▶ Task: Can you retype the lines unchanged, beginning with the line that contains "Detection task: identify every glossy" and ending after the line that contains "0 0 262 238"?

Dataset records:
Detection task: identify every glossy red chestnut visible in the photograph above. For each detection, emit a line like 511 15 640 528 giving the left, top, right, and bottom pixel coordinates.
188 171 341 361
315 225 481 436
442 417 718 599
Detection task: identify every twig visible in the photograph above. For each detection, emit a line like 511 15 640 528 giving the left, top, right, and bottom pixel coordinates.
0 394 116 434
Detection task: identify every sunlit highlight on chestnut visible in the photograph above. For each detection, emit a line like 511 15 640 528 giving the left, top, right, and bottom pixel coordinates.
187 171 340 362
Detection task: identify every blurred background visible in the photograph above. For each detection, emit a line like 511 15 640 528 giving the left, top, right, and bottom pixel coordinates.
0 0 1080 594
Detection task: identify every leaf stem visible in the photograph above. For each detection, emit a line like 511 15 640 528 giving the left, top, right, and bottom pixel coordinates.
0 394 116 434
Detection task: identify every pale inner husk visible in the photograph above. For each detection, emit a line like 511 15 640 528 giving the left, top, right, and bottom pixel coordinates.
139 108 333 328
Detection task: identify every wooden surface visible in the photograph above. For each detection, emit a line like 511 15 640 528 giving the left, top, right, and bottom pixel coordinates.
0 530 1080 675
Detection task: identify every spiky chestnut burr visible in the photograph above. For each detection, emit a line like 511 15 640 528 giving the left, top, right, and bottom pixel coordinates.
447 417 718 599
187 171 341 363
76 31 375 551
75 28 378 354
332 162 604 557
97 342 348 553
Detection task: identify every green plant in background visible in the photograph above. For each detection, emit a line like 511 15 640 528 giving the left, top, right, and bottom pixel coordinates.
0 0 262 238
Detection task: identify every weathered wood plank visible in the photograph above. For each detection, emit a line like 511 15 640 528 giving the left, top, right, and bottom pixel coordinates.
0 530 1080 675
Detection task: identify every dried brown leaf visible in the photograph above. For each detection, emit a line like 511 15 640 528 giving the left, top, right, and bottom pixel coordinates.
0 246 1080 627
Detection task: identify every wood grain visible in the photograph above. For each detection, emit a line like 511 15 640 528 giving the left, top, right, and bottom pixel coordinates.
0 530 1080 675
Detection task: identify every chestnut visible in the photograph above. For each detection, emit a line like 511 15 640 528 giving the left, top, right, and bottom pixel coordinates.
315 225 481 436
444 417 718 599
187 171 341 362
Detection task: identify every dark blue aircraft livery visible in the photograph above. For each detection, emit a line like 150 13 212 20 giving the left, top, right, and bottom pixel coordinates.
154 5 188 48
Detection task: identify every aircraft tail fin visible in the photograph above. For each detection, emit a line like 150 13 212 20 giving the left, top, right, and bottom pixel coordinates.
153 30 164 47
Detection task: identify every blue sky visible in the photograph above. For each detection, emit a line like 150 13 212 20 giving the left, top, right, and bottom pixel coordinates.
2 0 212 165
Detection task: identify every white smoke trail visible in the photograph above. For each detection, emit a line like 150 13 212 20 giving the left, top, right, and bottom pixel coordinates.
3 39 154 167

* * *

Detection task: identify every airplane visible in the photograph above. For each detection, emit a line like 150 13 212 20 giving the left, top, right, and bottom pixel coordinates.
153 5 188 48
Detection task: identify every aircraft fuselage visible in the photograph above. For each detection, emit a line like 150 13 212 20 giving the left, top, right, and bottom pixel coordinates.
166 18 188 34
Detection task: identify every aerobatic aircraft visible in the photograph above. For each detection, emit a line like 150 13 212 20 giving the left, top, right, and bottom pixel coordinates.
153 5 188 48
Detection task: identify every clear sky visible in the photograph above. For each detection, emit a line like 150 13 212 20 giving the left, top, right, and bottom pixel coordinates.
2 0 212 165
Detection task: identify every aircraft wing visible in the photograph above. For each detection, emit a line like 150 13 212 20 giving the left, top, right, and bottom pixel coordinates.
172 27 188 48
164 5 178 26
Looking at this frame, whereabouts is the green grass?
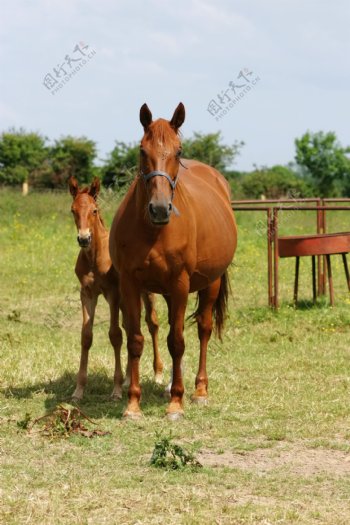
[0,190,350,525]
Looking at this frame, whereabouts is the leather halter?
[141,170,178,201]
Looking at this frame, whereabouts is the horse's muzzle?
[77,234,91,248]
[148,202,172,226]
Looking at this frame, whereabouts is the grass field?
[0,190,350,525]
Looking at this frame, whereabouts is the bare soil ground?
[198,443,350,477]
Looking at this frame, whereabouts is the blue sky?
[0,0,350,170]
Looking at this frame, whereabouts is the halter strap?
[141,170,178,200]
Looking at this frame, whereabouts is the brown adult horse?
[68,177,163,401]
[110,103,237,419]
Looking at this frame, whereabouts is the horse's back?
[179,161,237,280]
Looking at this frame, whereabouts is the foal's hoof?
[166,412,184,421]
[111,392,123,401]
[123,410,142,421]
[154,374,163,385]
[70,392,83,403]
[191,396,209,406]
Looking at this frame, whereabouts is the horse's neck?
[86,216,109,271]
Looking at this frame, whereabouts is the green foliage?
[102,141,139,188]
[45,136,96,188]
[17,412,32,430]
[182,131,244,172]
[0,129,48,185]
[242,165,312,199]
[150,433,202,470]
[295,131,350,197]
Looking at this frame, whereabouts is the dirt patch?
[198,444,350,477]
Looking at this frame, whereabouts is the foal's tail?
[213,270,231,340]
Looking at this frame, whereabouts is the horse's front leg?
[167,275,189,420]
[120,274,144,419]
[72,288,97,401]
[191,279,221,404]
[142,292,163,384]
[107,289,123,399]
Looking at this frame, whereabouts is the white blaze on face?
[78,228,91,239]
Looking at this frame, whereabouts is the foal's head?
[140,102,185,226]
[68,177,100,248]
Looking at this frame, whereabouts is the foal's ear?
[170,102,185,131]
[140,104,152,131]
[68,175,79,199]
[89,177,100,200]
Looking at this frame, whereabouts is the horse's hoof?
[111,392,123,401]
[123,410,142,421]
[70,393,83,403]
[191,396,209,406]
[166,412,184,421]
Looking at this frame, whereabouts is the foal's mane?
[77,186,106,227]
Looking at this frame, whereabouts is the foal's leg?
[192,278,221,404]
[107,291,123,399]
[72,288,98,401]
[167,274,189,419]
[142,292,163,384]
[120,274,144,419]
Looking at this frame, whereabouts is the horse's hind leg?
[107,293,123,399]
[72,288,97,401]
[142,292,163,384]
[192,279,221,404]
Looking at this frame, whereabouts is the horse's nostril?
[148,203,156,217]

==

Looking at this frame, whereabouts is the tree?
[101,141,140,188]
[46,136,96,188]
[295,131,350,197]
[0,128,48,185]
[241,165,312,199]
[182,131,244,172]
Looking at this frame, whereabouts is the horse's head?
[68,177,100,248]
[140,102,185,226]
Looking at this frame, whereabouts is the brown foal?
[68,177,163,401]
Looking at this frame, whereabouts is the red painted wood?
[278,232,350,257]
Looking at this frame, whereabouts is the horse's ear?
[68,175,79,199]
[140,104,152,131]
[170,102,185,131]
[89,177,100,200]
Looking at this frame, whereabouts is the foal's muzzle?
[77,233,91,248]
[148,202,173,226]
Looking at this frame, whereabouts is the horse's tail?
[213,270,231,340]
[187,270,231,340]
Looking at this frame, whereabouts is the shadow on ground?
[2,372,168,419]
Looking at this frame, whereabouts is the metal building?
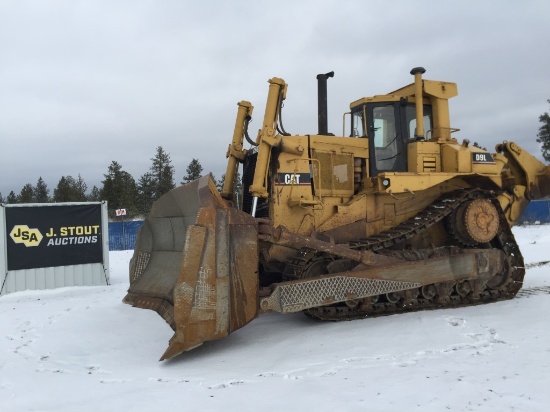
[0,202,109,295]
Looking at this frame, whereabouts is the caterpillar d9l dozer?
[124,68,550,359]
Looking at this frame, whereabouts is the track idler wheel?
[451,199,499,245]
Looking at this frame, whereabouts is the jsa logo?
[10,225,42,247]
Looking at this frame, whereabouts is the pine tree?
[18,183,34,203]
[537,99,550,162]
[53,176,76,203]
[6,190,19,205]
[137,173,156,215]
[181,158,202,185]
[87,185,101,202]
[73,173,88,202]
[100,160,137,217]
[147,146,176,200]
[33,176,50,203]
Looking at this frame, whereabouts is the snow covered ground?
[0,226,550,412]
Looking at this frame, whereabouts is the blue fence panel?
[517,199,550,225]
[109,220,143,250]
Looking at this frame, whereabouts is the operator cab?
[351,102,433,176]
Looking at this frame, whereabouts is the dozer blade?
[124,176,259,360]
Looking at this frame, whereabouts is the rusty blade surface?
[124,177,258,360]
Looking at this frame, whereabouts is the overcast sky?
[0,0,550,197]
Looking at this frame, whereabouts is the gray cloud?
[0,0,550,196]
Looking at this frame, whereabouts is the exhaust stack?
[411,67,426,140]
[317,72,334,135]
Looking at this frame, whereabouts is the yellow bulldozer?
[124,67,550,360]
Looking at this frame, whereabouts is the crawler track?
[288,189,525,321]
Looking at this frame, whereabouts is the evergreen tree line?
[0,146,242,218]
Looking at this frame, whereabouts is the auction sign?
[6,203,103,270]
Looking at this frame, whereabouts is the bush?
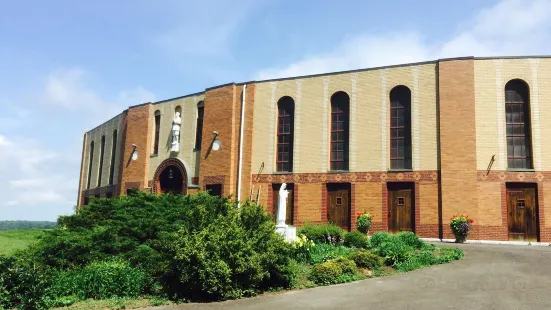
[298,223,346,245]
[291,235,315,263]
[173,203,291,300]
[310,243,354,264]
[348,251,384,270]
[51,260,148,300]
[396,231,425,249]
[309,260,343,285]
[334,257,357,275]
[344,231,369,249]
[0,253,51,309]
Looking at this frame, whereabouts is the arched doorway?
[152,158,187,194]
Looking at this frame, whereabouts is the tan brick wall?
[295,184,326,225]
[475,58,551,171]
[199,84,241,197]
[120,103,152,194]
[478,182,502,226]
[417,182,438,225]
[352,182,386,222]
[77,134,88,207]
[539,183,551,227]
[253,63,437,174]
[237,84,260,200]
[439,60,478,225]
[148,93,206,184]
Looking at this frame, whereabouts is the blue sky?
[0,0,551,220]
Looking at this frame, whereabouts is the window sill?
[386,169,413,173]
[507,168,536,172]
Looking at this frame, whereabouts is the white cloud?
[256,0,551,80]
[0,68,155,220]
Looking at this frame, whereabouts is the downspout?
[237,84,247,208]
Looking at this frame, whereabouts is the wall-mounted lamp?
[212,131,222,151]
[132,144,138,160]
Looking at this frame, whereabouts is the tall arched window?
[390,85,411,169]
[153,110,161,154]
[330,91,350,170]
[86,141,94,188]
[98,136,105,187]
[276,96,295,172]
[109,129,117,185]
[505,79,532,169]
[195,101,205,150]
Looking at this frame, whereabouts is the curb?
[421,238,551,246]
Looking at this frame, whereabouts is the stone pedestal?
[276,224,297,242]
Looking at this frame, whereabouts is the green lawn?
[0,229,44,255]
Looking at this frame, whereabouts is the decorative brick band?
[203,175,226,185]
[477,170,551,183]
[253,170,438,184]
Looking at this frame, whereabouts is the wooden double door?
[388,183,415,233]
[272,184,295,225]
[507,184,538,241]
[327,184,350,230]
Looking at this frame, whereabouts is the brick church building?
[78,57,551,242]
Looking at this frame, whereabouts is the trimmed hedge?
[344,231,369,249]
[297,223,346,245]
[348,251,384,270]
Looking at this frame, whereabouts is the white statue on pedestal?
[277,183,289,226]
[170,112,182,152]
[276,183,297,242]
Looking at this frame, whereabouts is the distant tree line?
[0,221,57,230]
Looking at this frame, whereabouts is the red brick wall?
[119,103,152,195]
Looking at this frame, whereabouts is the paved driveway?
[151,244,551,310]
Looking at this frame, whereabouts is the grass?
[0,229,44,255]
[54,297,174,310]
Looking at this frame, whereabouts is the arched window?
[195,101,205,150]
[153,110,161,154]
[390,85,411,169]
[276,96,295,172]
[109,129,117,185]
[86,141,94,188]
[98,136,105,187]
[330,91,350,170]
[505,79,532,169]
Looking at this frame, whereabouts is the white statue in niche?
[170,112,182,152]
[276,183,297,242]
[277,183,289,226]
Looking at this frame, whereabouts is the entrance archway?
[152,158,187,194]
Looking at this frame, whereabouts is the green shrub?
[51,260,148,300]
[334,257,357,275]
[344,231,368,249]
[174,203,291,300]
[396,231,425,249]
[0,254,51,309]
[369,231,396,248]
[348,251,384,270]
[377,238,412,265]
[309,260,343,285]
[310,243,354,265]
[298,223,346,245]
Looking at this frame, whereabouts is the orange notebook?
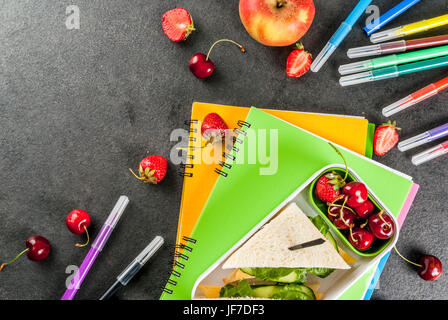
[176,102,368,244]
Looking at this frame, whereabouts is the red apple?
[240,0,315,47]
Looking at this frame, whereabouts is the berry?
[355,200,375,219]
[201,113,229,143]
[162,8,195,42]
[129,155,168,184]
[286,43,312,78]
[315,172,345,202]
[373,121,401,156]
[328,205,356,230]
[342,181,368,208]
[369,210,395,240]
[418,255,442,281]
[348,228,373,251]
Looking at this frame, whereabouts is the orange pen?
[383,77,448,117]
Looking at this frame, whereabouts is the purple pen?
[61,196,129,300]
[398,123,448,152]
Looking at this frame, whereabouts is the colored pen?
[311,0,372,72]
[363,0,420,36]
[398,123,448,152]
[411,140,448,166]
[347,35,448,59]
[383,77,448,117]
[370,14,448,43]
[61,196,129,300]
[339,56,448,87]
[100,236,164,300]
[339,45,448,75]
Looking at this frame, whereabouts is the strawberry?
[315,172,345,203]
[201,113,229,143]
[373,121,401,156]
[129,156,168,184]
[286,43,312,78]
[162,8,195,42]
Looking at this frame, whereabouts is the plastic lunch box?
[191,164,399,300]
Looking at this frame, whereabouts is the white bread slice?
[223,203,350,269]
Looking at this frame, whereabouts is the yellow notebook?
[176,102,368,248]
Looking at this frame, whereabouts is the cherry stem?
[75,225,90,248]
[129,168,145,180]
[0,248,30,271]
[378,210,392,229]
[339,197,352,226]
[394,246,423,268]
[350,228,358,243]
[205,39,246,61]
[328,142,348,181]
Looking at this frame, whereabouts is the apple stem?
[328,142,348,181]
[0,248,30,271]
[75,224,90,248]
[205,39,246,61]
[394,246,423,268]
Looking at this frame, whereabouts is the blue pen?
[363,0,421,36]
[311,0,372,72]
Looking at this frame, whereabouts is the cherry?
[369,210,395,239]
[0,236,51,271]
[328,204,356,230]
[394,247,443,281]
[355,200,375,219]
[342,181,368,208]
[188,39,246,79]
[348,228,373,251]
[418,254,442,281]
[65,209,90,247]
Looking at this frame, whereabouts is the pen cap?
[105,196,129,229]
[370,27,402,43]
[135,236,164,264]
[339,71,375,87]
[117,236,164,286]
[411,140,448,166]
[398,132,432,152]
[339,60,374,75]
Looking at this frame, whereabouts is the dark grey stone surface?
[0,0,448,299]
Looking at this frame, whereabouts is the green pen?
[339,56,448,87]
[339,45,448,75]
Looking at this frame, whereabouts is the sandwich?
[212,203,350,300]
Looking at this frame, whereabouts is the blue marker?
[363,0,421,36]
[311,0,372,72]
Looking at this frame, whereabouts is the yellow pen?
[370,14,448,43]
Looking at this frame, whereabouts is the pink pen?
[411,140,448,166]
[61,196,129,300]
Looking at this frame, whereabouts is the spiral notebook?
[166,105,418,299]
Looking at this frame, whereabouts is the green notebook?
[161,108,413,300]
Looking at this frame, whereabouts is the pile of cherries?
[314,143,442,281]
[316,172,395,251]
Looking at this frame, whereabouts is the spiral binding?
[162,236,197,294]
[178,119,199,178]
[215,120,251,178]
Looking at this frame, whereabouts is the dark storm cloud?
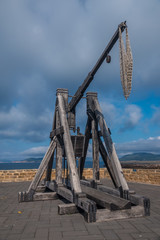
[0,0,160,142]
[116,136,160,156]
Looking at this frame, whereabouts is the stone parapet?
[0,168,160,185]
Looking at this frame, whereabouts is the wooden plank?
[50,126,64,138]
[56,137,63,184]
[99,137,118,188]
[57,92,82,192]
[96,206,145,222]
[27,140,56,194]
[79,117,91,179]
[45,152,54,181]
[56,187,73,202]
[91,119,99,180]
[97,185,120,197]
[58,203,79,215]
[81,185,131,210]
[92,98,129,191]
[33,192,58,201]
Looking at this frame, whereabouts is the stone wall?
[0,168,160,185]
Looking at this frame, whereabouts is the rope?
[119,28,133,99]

▶ Exercise response:
Detection task: identify every glossy red chestnut visible in the photograph above. For each detection, emit a line like 511 15 640 528 giving the left, top, right, and bottom pixel coordinates.
188 171 341 361
315 225 481 436
442 417 718 599
Detection task: identify every twig visible in the photograph above. For each detection, emit a line like 511 15 640 528 giving the left, top, right, and bottom pixel coordinates.
0 394 116 434
Detection task: identify every sunlit highlight on chestnut visible in the photograph above. For each detection, emit a line like 511 15 640 528 giving the left, top, right, and bottom pixel coordinates.
187 171 340 362
Detection task: identify every blurred background visible in the photograph above. For each detection, emit a line like 511 15 640 528 giving the left, top, right, and bottom pixel coordinates.
0 0 1080 594
Detection task: identify every leaf stem visible in the photograph above. For each detection, emit a line like 511 15 640 528 giving the left, top, right, and bottom pixel coordinates.
0 394 116 434
Detection task: identify every pale inner husk visible in the photograph above. For each detection, emit a line like 511 15 640 528 giving the left, top, right, and bottom pixel coordinates.
139 108 333 328
Detection task: identify every wooden surface visible in the photograph above. For each detection, emit a line like 511 15 640 528 giving the left, top, right, and bottom pixel coordinates.
0 530 1080 675
Detection task: identify every spiky chestnut burr visible in the photograph above. For each detection, emit a line like 511 15 640 528 giving the left, top, right, and bottom pixel coordinates.
447 417 718 599
187 171 341 363
76 31 375 551
75 28 378 354
332 162 604 557
97 342 348 553
Detection task: identify every green plant in background visible in the photograph above. For each detection, emit a line like 511 15 640 528 giving the left, top, right, and bottom pixel coordinates.
0 0 262 238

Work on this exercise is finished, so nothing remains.